**Exercise brief**
Reproduce the records from the line with "Each returned point MUST lie on the matching tiger nose" up to and including the line with "[[246, 289]]", keeping the requests, and shift every point coordinate in the answers by -44.

**Provided records**
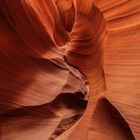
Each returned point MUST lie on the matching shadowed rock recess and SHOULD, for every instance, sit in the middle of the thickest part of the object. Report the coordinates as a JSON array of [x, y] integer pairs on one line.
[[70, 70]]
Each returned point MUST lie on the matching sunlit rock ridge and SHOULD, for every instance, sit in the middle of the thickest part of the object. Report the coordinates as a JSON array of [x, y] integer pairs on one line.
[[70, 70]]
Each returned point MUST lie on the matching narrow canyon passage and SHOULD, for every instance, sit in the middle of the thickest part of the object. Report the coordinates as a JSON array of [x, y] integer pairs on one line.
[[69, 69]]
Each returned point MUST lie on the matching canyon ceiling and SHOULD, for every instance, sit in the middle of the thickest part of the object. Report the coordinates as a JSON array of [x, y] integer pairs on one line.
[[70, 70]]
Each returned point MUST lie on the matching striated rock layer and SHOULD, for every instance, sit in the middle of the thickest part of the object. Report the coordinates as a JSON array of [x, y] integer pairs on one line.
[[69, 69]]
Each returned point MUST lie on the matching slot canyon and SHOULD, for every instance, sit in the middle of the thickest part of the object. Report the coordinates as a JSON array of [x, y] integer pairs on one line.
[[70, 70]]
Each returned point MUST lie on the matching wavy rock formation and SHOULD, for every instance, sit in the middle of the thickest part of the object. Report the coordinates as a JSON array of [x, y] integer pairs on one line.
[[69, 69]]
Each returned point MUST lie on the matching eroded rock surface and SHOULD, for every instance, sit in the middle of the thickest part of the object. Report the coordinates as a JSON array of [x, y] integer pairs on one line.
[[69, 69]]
...
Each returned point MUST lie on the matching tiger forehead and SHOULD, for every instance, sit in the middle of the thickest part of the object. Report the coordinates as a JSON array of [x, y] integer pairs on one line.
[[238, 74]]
* * *
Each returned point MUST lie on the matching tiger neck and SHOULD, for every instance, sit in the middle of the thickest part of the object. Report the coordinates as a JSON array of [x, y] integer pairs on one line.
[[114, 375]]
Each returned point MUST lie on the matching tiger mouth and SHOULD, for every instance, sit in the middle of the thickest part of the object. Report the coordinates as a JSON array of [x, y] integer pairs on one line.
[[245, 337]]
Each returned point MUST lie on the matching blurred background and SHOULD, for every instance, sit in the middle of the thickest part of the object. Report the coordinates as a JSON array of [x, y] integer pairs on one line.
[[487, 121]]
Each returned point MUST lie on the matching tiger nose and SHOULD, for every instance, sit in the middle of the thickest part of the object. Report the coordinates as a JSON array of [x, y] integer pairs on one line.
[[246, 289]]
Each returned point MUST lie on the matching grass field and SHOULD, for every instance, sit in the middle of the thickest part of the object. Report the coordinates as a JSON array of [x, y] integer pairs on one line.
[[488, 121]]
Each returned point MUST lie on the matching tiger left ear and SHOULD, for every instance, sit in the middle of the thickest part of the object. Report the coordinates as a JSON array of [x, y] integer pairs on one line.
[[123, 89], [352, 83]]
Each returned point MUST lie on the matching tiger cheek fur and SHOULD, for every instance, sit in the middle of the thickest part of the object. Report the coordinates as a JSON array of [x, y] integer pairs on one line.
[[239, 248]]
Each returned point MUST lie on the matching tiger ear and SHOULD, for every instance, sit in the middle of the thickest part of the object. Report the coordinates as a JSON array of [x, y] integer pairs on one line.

**Completed task**
Each returned point MUST lie on the matching tiger nose and SHOULD, for every instance, sit in the middle of the thickest part of the object. Report the coordinates as a JSON array of [x, y] integer pairs on one line.
[[202, 245]]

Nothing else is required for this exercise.